* **Work to complete**
Where the string "region" occurs in a line of the data below, that line should be copied.

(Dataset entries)
■ ■ ■
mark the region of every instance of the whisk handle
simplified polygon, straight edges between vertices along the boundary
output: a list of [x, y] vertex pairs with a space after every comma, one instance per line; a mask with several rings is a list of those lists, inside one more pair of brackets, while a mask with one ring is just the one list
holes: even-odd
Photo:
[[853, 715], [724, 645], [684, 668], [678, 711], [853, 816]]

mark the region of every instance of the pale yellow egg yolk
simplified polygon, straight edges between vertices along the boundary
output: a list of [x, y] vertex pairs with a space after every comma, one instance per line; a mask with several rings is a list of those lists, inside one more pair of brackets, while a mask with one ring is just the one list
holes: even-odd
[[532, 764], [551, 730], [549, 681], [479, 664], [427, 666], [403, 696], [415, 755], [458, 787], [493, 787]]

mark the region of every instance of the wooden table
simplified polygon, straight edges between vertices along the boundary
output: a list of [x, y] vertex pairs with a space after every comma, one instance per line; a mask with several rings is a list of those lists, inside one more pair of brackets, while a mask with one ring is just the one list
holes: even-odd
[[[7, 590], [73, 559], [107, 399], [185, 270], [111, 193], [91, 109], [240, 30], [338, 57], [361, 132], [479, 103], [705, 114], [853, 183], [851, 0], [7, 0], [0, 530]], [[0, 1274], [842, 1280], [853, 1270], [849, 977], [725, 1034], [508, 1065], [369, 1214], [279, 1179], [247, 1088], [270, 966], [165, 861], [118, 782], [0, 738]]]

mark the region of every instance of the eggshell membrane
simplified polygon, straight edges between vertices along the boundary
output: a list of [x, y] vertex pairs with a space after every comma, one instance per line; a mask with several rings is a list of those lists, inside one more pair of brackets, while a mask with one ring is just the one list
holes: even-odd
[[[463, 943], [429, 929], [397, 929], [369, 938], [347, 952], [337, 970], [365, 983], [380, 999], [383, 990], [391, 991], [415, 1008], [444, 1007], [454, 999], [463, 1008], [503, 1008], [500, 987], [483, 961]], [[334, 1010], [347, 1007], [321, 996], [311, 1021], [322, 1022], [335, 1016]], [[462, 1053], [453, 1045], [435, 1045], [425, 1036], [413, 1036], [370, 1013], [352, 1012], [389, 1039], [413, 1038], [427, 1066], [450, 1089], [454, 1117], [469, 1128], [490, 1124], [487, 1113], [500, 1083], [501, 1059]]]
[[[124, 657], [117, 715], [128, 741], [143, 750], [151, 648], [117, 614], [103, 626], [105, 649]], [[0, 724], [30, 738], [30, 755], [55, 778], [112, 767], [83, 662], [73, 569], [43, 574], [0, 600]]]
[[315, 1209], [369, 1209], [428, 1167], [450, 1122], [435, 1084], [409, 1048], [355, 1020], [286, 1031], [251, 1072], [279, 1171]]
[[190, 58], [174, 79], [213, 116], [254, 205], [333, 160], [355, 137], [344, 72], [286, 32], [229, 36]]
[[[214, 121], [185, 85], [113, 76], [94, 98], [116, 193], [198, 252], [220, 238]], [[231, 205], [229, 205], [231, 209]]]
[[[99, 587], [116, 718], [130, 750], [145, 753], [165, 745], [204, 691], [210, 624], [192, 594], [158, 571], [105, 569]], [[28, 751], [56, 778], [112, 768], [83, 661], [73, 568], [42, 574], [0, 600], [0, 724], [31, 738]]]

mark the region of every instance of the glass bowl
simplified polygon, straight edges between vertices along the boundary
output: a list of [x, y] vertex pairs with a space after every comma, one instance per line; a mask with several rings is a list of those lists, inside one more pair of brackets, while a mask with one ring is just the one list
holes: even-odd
■ ■ ■
* **Solution for this task**
mark the region of every instance of the whisk handle
mark the region of every instance of the pale yellow egg yolk
mark the region of every instance of the wooden table
mark the region of every instance of the eggshell membrane
mark the region of every instance of the glass bowl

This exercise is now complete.